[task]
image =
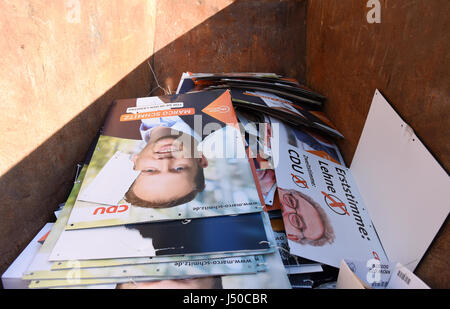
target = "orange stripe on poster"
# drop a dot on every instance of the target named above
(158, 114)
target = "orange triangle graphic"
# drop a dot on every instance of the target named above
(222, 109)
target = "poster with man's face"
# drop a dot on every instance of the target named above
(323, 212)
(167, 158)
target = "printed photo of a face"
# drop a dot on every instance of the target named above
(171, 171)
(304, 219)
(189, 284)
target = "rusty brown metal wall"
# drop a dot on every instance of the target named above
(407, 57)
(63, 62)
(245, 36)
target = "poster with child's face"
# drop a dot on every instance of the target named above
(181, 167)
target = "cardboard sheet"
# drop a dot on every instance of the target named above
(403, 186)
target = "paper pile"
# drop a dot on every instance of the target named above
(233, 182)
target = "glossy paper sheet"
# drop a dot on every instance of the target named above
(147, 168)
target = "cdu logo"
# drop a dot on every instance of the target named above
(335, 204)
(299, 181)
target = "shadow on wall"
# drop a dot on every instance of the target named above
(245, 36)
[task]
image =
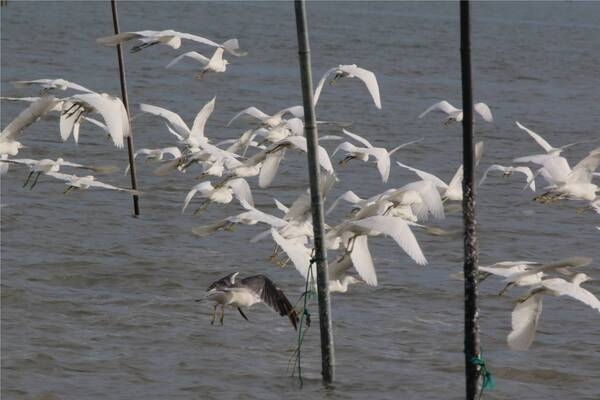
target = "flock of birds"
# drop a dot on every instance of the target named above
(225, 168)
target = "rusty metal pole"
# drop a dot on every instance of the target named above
========================================================================
YOUR GOAL - Using the records above, copy all lines that include the word "poster".

EXERCISE RESULT -
target = "orange stripe on poster"
target = "poster with man's face"
target = "poster with child's face"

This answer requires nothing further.